▶ **Data records**

========

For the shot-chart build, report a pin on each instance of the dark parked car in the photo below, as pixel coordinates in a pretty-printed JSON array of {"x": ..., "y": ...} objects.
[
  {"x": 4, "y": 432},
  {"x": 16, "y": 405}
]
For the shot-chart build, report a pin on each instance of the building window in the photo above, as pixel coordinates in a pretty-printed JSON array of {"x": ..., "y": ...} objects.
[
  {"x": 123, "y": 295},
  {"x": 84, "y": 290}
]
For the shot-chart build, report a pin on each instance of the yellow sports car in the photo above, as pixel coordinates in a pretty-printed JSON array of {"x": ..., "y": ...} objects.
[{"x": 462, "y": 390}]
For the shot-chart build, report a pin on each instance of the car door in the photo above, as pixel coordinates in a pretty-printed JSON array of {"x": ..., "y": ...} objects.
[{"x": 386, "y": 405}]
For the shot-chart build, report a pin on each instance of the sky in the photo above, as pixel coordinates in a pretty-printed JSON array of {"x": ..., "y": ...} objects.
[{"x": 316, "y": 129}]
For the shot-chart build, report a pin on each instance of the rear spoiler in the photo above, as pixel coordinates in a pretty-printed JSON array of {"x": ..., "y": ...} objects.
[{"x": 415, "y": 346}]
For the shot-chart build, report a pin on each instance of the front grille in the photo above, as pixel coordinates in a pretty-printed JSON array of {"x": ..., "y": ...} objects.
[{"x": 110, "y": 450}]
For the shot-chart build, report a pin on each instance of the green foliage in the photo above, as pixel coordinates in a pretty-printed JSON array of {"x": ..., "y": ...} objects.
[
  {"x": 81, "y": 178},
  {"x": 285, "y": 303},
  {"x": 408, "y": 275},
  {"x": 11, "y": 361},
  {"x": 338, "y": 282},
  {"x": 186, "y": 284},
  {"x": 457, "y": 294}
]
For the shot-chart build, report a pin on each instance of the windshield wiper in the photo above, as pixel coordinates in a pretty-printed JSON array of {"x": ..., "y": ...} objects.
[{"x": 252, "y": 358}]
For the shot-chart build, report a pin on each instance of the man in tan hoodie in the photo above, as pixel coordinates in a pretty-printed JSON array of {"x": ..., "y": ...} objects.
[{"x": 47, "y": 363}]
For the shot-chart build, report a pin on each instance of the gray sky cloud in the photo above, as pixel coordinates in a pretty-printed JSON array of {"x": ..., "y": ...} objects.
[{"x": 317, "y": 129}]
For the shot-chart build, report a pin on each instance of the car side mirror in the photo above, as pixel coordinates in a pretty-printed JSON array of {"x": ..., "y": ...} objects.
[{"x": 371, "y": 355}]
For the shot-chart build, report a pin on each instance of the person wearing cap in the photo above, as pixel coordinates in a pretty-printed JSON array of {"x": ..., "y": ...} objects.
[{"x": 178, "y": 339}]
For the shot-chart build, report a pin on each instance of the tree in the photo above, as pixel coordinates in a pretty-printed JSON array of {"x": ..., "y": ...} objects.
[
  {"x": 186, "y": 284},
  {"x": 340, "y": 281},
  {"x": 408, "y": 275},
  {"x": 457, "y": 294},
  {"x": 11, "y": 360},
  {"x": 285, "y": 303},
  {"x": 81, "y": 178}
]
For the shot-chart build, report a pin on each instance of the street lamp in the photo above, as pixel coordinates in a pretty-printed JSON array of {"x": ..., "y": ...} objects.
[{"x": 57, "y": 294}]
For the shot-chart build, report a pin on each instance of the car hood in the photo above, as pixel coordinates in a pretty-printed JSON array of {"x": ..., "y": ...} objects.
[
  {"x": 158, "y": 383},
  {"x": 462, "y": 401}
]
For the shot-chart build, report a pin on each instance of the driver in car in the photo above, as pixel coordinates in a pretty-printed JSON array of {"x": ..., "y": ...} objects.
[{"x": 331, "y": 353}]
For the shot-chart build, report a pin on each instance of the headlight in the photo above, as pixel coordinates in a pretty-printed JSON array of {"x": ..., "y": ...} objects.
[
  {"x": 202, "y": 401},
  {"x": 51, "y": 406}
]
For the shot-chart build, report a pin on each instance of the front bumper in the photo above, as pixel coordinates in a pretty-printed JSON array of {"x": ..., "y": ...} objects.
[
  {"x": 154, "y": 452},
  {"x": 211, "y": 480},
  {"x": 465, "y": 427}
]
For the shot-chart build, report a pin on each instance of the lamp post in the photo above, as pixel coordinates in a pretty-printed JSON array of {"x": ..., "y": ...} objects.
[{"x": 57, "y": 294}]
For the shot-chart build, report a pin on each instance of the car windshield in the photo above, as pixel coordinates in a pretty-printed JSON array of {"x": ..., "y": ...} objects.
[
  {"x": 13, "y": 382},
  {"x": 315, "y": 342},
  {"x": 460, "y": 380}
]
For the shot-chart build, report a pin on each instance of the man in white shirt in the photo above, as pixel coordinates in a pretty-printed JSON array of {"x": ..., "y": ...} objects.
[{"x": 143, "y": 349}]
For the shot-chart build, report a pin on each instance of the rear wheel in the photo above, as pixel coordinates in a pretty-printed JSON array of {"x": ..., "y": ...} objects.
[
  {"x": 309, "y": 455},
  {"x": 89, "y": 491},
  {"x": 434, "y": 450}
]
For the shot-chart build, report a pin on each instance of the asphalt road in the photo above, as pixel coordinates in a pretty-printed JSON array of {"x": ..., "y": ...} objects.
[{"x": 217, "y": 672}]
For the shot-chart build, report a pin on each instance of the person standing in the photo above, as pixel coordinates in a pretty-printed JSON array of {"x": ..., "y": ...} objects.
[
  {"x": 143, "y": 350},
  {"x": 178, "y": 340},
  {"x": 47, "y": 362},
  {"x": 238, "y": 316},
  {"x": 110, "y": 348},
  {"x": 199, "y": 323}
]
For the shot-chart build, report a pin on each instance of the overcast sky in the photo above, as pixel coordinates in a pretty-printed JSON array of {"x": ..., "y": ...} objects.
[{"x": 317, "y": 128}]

========

▶ **Required work**
Copy again, unchanged apart from the numbers, the lines between the one holding "of the overcast" and the end of the lines above, inclusive. Shift every pixel coordinate in their answers up by 68.

▶ **Problem solution**
For the shot-chart build, report a pin on each instance of the overcast sky in the photo above, as pixel coordinates in a pretty-printed JSON array of {"x": ..., "y": ...} objects.
[{"x": 385, "y": 196}]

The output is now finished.